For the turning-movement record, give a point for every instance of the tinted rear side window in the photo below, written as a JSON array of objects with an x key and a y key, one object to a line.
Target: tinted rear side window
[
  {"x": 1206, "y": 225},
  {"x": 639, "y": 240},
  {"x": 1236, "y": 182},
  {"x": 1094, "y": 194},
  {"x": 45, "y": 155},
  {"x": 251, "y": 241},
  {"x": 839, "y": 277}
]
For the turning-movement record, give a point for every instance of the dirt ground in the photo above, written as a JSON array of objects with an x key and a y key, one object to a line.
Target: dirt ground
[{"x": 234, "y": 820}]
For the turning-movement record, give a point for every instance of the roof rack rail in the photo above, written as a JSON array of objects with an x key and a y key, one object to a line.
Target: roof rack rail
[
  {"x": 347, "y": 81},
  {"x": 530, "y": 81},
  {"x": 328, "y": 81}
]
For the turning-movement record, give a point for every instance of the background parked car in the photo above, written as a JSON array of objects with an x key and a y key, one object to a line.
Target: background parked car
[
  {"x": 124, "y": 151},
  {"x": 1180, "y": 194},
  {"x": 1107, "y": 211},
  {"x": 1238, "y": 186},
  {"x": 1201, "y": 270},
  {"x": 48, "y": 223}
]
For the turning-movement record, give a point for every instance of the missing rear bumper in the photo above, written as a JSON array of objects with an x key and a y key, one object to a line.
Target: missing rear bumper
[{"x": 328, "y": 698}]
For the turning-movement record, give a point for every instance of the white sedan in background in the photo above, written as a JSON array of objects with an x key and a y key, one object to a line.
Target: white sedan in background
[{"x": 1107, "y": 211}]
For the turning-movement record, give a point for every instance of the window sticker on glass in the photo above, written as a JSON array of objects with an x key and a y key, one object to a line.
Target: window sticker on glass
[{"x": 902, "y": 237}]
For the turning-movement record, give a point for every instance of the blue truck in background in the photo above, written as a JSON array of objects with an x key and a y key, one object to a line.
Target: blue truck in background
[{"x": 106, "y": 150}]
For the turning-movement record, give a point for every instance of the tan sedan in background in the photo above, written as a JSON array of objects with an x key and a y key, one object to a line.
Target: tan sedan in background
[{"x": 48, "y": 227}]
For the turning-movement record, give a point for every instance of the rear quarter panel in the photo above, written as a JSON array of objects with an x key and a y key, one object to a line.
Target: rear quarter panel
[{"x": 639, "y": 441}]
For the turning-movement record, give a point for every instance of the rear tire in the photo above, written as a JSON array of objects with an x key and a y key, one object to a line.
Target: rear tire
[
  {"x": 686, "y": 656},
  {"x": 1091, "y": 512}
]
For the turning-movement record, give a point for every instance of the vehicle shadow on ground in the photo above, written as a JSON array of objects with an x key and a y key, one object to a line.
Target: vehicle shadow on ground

- Instruction: Copy out the stretch of entries from the line containing "of the blue" through the end of the entries, requests included. In the answers, multiply every x and y coordinate by 0.8 and round to whole numbers, with halves rounded up.

- Response to the exercise:
For the turning-movement record, give a point for every instance of the blue truck in background in the photo above, written as a JSON array of objects with an x key and a y key, one object to a line.
Target: blue truck in background
[{"x": 85, "y": 120}]
For the turning-movement record, give a point for every instance of the tan sedan in background in the photo above, written as a JSON array of objects with an x key and a y key, one object to a line.
Target: tan sedan in background
[{"x": 38, "y": 182}]
For the turning-movement record, give a point for every instance of the rear quarter panel in the photo above, written as a JSON array of objects with an x key and a y key, one object to a line.
Target: rear quarter panel
[{"x": 511, "y": 353}]
For the turning-movement record, give a point for every instance of the rear tire in the photo above, written as a JSON array of objects with an x key and a y key, one object to a line.
Target: rear tire
[
  {"x": 549, "y": 525},
  {"x": 873, "y": 410}
]
For the turning-movement record, give a point for every instance of the vehicle shadow on ground in the photo above, written as a JSON array of objects with an x key and a y key, one object to a line.
Target: vehicle shadow on ground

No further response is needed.